**Passage**

Advisory locks are excellent for preventing accidental concurrency, as long as you understand exactly where their guarantees stop.

We needed exactly one active processor per shard in a streaming pipeline, with automatic takeover during deploys and crashes.

We did not reach for etcd, ZooKeeper, or a queue coordinator.

We reached for pg_try_advisory_lock.

That worked well for our deployment model. It also would have failed in subtle ways if that model looked even slightly different: a transaction-mode pooler in the connection path, a multi-region primary failover, or a shared database helper abstraction would each have broken it in a different way.

The Setup

Each worker opened a dedicated Postgres connection at startup and raced to acquire a session-scoped advisory lock for one of N shard slots.

The lock was attached to the connection, not the transaction.

If the worker died:

  • TCP died
  • Postgres noticed and released the lock
  • another worker acquired the slot on its next poll

No lease timer to tune. No external coordinator. No additional infrastructure to operate.

That is the appeal: a coordination primitive you already have, with recovery semantics that align surprisingly well with many operational workloads.

The Guarantee, In One Sentence

You are buying mutual exclusion under normal operation, automatic recovery under process failure, and no guarantee at all during database failover or behind a transaction-mode pooler.

Everything below is the unpacking of that sentence.

What You Are Buying

  • mutual exclusion against normal concurrency: deploys, restarts, races, accidental double-rollouts
  • automatic release on process death, mediated by TCP teardown and Postgres session cleanup
  • no additional operational dependency
  • the ability to mutate "who owns the work" and "what the work is" in a single transaction, because coordination and application state live in the same store

Where Advisory Locks Fit

Advisory locks fit when:

  • the database is already your operational dependency boundary, so you are not adding a new failure surface
  • short windows of zero ownership during reconnect are tolerable
  • writes are idempotent or epoch-fenced, so brief windows of double ownership do not corrupt state

Idempotence is not a fit criterion. It is the load-bearing assumption that lets the rest of the model survive its bad days. If you cannot make the work idempotent or fence it with an epoch, the failure modes below stop being tolerable and start being incidents.

Things get dangerous when teams unconsciously promote advisory locks from coordination primitive to distributed consensus mechanism. Advisory locks do not know what consensus is.

**Supplied data**
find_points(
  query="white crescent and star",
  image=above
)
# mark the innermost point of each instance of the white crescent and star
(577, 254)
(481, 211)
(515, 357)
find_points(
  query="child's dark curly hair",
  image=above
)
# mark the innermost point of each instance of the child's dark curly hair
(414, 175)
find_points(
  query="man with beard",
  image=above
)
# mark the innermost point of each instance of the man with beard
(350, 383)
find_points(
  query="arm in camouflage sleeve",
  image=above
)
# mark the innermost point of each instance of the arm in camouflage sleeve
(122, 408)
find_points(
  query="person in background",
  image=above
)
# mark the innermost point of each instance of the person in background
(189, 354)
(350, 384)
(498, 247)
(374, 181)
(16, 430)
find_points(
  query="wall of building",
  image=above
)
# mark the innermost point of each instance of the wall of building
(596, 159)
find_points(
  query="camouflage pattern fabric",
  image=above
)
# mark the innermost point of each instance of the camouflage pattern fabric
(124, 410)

==

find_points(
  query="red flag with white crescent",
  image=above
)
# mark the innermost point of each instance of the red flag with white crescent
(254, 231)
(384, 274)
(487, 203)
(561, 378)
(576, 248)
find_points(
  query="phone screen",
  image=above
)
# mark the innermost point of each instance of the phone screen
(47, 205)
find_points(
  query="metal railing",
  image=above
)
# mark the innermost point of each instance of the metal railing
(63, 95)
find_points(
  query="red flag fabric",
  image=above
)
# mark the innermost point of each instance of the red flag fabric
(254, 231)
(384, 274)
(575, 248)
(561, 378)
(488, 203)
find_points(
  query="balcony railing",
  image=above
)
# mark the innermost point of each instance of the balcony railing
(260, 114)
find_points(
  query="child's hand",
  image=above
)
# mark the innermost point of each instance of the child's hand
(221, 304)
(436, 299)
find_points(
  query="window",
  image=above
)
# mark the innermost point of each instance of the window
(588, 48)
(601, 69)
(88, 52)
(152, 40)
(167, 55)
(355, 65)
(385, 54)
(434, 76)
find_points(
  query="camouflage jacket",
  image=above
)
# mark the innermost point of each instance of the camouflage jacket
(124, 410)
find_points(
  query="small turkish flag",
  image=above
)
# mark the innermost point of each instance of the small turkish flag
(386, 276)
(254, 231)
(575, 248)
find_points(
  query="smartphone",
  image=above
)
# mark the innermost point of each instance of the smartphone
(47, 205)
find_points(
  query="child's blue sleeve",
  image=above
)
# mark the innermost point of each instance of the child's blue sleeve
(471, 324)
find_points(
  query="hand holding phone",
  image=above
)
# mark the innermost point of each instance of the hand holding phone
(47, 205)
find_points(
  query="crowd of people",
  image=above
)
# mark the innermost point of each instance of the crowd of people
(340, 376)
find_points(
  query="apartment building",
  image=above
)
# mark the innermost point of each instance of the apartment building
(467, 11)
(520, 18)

**Aim of the task**
In the passage on Postgres advisory locks, what did the team use instead of etcd, ZooKeeper, or a queue coordinator? This material comes from a different source than the text.

**Result for this task**
They used pg_try_advisory_lock.